*Task goal*.
Report every line of the data below that contains the string "white", treating uppercase and lowercase as distinct.
┌──
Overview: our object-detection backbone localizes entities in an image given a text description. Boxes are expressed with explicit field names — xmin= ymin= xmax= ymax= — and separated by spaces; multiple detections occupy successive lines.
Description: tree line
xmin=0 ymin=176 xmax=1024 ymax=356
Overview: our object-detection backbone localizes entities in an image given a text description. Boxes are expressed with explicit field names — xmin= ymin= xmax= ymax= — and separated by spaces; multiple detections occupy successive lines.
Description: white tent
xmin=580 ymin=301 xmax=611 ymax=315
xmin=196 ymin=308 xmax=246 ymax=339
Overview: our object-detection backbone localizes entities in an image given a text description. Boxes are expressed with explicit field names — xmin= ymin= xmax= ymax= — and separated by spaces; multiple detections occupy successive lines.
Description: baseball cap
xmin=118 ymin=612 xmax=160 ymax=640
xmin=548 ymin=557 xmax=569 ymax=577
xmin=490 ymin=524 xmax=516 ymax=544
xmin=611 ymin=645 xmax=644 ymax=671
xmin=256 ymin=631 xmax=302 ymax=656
└──
┌──
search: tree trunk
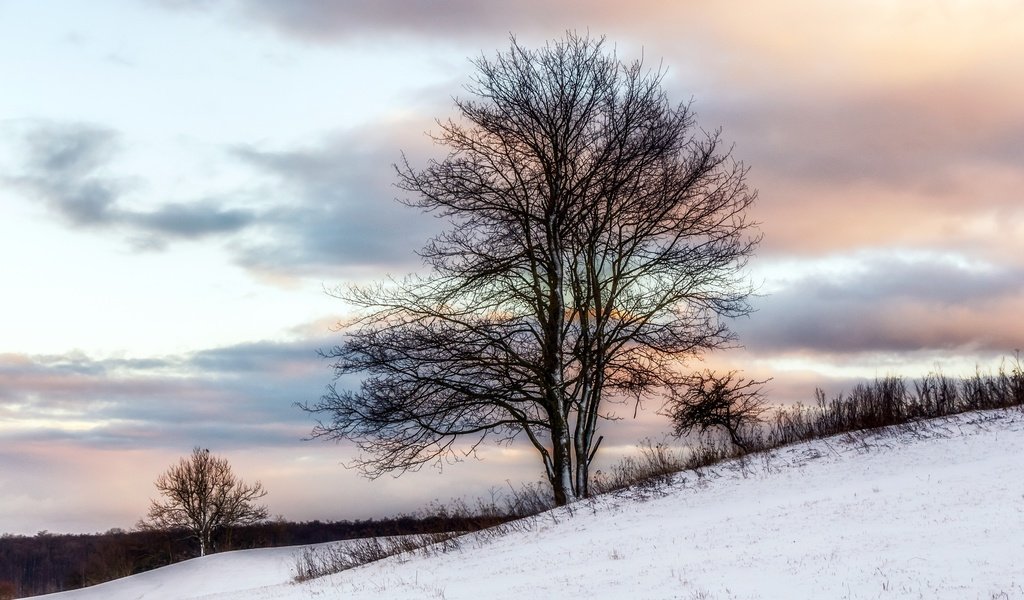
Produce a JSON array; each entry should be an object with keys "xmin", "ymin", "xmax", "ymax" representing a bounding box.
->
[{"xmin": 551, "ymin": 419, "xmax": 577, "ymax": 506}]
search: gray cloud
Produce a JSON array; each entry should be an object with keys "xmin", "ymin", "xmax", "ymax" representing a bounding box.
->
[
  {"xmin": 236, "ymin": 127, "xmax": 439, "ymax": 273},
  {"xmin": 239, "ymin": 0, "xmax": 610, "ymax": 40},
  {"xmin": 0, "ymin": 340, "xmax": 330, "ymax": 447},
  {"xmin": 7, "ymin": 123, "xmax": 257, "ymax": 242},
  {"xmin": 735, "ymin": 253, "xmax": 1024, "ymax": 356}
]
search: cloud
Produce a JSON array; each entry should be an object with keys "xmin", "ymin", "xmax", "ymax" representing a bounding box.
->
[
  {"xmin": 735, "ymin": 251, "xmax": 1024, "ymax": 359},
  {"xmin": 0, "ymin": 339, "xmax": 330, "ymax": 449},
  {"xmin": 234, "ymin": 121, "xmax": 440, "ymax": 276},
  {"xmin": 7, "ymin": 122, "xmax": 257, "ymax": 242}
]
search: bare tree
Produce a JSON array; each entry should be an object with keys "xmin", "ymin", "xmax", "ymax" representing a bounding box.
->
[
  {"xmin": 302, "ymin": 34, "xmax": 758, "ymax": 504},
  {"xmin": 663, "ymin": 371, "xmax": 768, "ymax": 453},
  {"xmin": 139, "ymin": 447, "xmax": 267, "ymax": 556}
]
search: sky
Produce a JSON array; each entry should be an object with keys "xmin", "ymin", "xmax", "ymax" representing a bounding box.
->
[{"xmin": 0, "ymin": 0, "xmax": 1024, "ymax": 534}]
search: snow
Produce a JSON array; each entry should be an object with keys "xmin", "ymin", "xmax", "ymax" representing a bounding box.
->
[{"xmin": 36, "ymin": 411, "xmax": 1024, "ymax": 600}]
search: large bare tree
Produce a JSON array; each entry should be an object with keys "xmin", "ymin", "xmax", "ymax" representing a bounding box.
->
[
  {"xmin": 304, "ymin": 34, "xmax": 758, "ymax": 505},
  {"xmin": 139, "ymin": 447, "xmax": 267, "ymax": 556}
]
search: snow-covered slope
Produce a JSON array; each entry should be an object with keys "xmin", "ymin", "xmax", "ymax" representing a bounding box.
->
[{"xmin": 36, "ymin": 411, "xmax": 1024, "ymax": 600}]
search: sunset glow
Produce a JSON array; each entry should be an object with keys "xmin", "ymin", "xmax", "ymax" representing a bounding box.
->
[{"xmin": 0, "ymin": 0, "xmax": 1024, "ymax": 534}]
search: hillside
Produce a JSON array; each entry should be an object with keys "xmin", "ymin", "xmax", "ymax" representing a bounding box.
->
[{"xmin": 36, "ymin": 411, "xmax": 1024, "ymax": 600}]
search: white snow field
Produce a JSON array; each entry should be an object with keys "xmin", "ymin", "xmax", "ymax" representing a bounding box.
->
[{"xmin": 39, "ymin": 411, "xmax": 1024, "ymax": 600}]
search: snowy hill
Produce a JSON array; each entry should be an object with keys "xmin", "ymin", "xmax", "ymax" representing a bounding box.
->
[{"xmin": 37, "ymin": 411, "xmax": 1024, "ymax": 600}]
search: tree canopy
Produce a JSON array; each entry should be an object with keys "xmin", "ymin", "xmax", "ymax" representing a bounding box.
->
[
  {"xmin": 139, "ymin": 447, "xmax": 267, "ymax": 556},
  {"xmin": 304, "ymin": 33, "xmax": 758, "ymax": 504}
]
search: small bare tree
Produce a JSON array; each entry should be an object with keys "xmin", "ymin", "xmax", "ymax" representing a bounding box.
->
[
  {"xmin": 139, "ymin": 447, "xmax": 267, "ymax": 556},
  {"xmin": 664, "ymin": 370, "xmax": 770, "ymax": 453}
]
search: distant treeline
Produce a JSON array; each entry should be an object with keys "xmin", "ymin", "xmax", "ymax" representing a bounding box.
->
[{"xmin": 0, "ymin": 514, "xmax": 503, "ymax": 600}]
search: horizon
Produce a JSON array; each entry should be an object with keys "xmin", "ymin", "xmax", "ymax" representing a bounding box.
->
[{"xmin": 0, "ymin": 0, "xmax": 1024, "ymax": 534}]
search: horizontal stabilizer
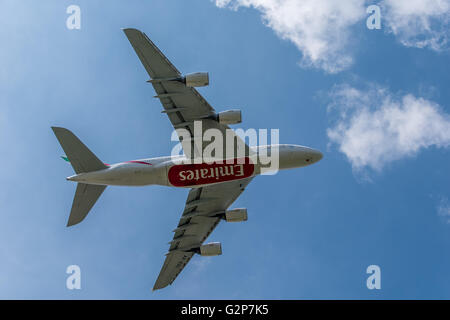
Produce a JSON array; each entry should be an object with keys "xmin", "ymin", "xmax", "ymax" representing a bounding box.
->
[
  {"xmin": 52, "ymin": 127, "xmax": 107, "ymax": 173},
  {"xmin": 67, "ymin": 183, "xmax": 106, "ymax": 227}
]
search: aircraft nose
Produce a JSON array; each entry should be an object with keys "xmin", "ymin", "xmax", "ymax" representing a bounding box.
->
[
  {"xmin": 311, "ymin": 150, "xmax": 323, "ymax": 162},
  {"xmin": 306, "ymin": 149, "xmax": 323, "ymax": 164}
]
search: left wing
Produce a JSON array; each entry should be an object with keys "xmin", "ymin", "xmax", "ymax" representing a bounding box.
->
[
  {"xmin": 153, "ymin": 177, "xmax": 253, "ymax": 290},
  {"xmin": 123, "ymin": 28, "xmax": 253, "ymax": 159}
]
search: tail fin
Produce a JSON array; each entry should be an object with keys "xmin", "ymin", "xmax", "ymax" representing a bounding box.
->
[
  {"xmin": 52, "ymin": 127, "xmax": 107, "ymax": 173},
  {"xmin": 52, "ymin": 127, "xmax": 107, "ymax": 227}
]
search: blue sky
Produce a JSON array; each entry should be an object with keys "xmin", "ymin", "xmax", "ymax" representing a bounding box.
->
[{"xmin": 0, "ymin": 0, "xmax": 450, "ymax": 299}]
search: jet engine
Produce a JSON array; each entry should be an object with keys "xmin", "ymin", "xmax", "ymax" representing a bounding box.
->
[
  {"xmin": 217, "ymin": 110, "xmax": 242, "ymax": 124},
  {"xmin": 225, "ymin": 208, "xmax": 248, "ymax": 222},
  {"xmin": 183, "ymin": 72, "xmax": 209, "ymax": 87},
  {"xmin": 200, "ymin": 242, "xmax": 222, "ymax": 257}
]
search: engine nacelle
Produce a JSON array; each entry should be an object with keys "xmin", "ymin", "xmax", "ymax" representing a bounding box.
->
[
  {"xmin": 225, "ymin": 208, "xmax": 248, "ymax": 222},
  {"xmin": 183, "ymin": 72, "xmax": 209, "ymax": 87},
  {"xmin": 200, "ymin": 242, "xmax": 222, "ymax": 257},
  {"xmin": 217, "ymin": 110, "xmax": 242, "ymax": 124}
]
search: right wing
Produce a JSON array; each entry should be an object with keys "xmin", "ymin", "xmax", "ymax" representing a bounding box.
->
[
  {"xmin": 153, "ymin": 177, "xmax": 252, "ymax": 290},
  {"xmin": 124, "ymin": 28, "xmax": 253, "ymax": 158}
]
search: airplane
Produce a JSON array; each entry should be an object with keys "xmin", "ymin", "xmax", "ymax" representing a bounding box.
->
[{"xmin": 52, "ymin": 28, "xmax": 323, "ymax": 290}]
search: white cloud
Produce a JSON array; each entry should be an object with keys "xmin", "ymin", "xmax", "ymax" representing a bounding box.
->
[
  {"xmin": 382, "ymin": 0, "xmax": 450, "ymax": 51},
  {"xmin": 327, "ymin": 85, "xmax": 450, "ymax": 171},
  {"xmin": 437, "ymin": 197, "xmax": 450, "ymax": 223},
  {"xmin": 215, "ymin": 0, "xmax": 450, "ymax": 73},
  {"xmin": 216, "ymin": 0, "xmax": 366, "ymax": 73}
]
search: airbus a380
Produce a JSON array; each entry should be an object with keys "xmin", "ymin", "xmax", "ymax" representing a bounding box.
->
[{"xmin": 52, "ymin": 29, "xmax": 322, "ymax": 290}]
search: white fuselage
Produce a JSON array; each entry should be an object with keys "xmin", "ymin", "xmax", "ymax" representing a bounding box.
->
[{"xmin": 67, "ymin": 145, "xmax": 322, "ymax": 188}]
└──
*Result for this task*.
Description: white tent
search: white snow field
search: white cloud
search: white fuselage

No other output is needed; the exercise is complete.